▶ TASK OBJECTIVE: Please copy the material below word for word, leaving out the pictures.

Pointing records:
────────────────────────────────────────

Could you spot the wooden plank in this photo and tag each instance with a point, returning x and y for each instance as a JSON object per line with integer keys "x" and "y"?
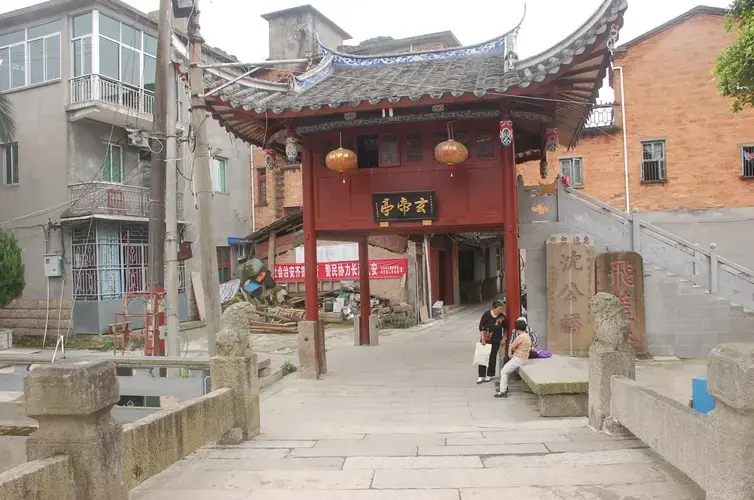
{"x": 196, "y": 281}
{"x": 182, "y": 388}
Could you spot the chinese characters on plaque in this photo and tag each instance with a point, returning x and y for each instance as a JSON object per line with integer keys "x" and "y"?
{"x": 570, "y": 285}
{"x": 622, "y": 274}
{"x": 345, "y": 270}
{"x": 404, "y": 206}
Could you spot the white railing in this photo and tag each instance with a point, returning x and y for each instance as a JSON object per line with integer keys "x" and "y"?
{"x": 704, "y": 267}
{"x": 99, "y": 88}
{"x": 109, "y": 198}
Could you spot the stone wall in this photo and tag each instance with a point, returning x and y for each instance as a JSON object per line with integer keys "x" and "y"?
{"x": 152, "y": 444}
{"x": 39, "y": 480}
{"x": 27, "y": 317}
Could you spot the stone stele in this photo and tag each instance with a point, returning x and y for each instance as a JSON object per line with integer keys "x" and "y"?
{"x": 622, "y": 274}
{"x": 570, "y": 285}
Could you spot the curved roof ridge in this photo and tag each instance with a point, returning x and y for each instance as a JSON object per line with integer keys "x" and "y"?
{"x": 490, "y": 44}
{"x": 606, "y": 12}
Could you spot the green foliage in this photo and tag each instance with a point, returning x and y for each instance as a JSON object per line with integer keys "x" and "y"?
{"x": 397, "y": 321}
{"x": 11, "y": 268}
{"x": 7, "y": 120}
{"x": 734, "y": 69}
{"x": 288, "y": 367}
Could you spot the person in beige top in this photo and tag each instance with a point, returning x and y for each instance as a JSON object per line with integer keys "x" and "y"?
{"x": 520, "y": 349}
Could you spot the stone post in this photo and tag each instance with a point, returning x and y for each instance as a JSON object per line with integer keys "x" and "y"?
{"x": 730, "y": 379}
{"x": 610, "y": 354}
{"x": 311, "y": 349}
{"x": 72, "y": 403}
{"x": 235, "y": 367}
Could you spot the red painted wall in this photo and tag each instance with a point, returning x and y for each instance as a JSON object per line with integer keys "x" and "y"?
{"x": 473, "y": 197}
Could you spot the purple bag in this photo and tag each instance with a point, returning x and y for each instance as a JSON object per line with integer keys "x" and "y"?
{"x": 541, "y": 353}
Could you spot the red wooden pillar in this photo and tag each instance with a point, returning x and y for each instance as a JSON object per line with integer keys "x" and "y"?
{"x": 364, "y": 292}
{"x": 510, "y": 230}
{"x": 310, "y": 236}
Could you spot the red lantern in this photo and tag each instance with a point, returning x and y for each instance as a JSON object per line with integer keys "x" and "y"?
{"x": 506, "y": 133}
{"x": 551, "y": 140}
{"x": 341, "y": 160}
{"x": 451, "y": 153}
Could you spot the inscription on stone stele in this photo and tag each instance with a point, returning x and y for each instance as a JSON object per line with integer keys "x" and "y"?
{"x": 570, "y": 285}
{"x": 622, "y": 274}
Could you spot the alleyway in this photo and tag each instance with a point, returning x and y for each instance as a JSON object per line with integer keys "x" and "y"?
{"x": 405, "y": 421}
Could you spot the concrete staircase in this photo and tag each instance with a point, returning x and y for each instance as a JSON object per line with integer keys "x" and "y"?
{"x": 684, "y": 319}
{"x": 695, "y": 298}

────────────────────────────────────────

▶ EXERCISE OUTPUT:
Could you spot the wooden plank in this photo and tag each instance with a point, returning x and y for each instance as a JSON object per line with integer keys "x" and "y"?
{"x": 196, "y": 281}
{"x": 182, "y": 388}
Could you spot the chinese characters on plaque in this photo and tag each instance with a point, returning x and y for each instance as a JSON object per line with integer keys "x" and "y"?
{"x": 570, "y": 285}
{"x": 622, "y": 274}
{"x": 345, "y": 270}
{"x": 404, "y": 206}
Could you spot the white railing in this photo and tag each instance with a point, returning x and y for each instance as a JSON object per line with integer keys "x" and "y"?
{"x": 704, "y": 267}
{"x": 99, "y": 88}
{"x": 109, "y": 198}
Could you spot the stone wall in this photo and tag each instance with a point, returning x and y for each instance as a JSON object per line with integer keys "x" and "y"?
{"x": 152, "y": 444}
{"x": 39, "y": 480}
{"x": 27, "y": 317}
Could you spot the stone stele in this photo and tag each instance with a point, returning x and y for each instance as a JSON object per line with integer keys "x" and "y"?
{"x": 622, "y": 274}
{"x": 570, "y": 285}
Could you spot the curved roof ridge in this photo and tag each instance with a point, returning x and y for each instance as a JSON object per line with integer keys "x" and "y"?
{"x": 490, "y": 44}
{"x": 606, "y": 12}
Could you spot the green foliage in this photo and tag each instance with a point, returning x and y for each instance as a JSON object per line with integer keys "x" and "y"?
{"x": 397, "y": 321}
{"x": 11, "y": 268}
{"x": 7, "y": 120}
{"x": 734, "y": 69}
{"x": 288, "y": 367}
Could you spot the person in beige top in this photo and tag each instance with a point, returning x and y for each instance as a JSON object per line with integer keys "x" and "y"?
{"x": 520, "y": 349}
Could you spot the stone post in this photo and tag each instance with a point, returning x and y for each instance as a JSON object per line with integer keys "x" and "y"?
{"x": 730, "y": 379}
{"x": 610, "y": 354}
{"x": 311, "y": 349}
{"x": 72, "y": 403}
{"x": 235, "y": 367}
Could you spot the red painted wall in this photo and tag each instance with a point, returning x and y for each instance as a JSON object per line with integer keys "x" and "y"?
{"x": 473, "y": 197}
Could you spot the purple bag in this photo and tag each instance with a point, returning x and y for each instance as a JSON object per line with integer keys "x" and "y"?
{"x": 541, "y": 353}
Could you spot the red wooden pillar in this photo and tag each instance with a point, returning x and y for each instance as a JSON object per line with integer keys "x" and "y"?
{"x": 364, "y": 292}
{"x": 510, "y": 230}
{"x": 310, "y": 236}
Could you spot the red lantern in this photo and tag each instance with a point, returning x and y for each instance as a JSON object per line with integer keys "x" and "y"?
{"x": 506, "y": 133}
{"x": 551, "y": 140}
{"x": 341, "y": 160}
{"x": 451, "y": 153}
Could you spot the inscription on stone stele in this photo and tag each instance with a point, returning x and y for each instance as a JSON object per line with integer keys "x" and "y"?
{"x": 570, "y": 285}
{"x": 622, "y": 274}
Could you spot the alleyway in this photo and tag each instance with a point, returning x and y for each instance as a JSON object per line with integer keys "x" and "y"?
{"x": 405, "y": 421}
Could you spot the concrete staircase in this photo and tag each instance with a point, returning x and y for each instance as a JSON object per line with integer keys "x" and "y"?
{"x": 684, "y": 319}
{"x": 695, "y": 298}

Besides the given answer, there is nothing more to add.